** TASK DETAILS **
Leave the images out and repeat the data exactly as given.

** Records from a data collection **
Segment Open

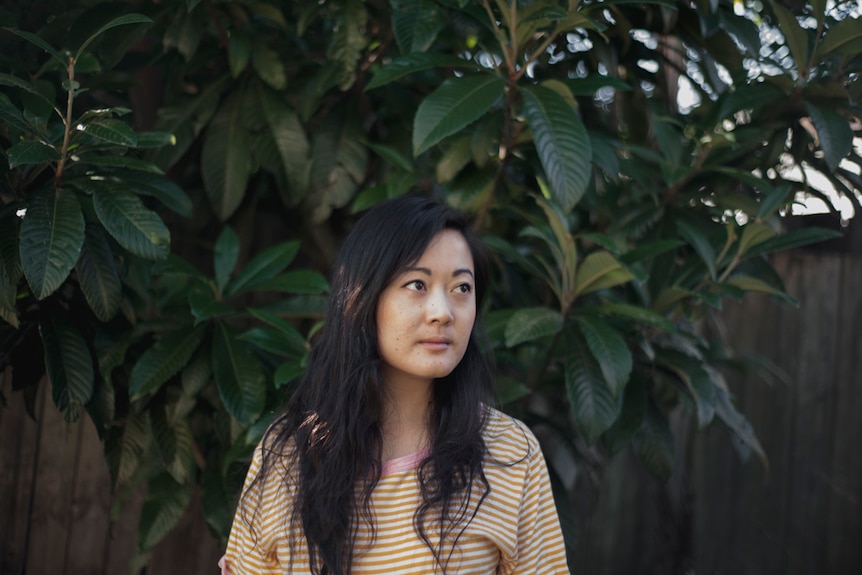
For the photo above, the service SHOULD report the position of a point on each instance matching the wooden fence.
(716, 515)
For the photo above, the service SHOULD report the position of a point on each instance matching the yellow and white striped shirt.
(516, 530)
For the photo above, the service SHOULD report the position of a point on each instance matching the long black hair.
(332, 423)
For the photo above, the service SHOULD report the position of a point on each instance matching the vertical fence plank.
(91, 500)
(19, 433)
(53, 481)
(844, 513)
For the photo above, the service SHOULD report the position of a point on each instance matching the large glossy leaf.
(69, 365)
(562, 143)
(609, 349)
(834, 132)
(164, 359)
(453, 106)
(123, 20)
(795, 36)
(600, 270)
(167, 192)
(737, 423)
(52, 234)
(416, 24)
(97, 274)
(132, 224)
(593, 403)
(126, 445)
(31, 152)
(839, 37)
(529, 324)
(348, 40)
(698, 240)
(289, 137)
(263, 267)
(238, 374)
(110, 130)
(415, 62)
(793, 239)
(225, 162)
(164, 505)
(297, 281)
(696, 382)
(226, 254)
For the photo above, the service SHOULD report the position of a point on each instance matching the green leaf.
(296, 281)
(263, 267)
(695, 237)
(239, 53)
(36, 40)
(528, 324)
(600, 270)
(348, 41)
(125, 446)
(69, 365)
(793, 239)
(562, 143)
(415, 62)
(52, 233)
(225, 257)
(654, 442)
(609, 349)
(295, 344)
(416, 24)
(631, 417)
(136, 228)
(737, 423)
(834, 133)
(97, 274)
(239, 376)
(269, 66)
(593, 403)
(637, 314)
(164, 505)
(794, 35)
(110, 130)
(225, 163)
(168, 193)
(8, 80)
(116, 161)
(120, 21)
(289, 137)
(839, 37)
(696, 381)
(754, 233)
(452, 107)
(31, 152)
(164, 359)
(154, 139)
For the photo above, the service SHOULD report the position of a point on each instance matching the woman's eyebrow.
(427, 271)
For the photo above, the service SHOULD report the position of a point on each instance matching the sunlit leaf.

Segment Closed

** RESPONSE AREA **
For the photo above, the service SHOULD report the position of a point on each instance matching the wooden fence.
(716, 515)
For the photo above, the service SHOULD report the position of a point on each instance matching the yellow and white striped shirt.
(516, 530)
For the photo above, the service SHOULD report the position of a point on each instance matching the long black hair.
(332, 423)
For the photo above, the service SHOULD report the position of a point on each instance matching the vertical fence plank.
(91, 500)
(19, 433)
(53, 481)
(844, 513)
For the photo above, the service SHOULD report the position of a point on each instance matching the large glossy leaf.
(69, 365)
(562, 143)
(609, 349)
(834, 132)
(164, 359)
(453, 106)
(123, 20)
(795, 36)
(600, 270)
(167, 192)
(737, 423)
(52, 234)
(416, 24)
(97, 274)
(132, 224)
(593, 403)
(126, 445)
(31, 152)
(839, 37)
(529, 324)
(348, 40)
(698, 240)
(289, 137)
(263, 267)
(238, 374)
(110, 130)
(415, 62)
(793, 239)
(225, 162)
(164, 505)
(297, 281)
(696, 382)
(226, 254)
For the photo above, the service SHOULD report the position of a point on each instance matching the green leaf.
(296, 281)
(263, 267)
(695, 237)
(239, 53)
(36, 40)
(528, 324)
(600, 270)
(348, 41)
(125, 446)
(69, 365)
(793, 239)
(562, 143)
(415, 62)
(52, 233)
(225, 257)
(654, 442)
(609, 349)
(295, 344)
(416, 24)
(631, 417)
(136, 228)
(737, 423)
(834, 133)
(97, 274)
(239, 376)
(269, 66)
(593, 403)
(637, 314)
(164, 505)
(794, 35)
(110, 130)
(225, 163)
(168, 193)
(8, 80)
(116, 161)
(120, 21)
(289, 137)
(839, 37)
(696, 381)
(754, 233)
(452, 107)
(31, 152)
(164, 359)
(154, 139)
For the photo above, the service SHOULD report the position of a point on each instance matching the woman's eyebrow.
(427, 271)
For the photo above, the service SHOULD report the position of a point on each instance matching the sunlit leaf.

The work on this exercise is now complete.